** START The input **

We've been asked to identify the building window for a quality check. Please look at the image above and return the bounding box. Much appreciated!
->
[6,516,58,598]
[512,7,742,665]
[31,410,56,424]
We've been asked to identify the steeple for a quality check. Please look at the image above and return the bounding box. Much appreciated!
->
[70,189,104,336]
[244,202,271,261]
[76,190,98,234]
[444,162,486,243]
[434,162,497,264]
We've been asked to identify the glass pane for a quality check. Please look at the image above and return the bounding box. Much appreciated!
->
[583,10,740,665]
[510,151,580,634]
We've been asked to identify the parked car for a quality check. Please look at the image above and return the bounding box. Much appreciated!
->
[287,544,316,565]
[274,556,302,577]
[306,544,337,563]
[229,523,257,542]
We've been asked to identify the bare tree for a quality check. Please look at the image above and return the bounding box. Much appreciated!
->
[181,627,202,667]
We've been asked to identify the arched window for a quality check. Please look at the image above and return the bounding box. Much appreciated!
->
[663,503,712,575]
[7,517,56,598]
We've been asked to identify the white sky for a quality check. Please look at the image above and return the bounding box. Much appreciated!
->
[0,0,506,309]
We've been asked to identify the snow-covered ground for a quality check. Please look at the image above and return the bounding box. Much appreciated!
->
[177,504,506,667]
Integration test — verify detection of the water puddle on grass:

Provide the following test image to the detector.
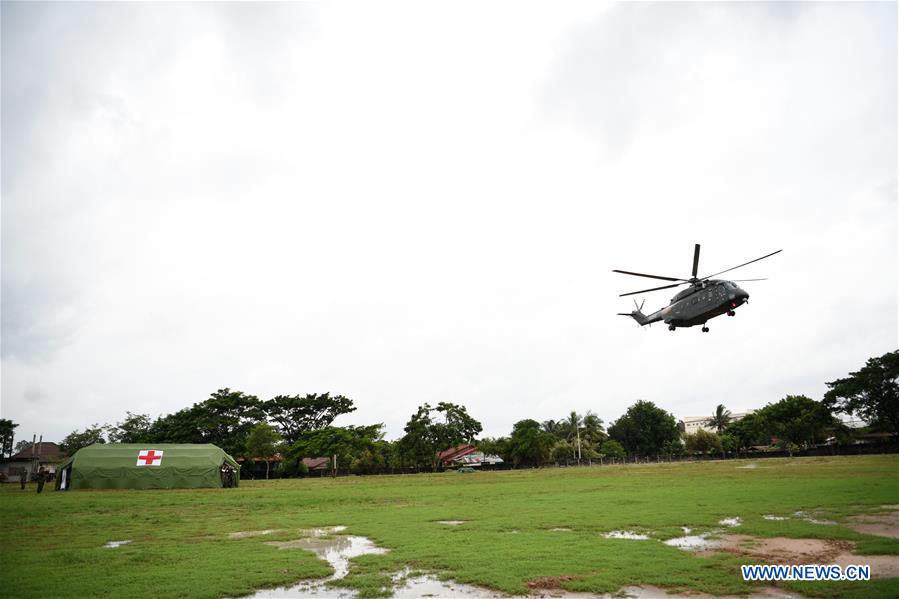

** END The input **

Exercise directions » How many lines in the rows above contain the word "window"? Give only the number.

Exercise output » 2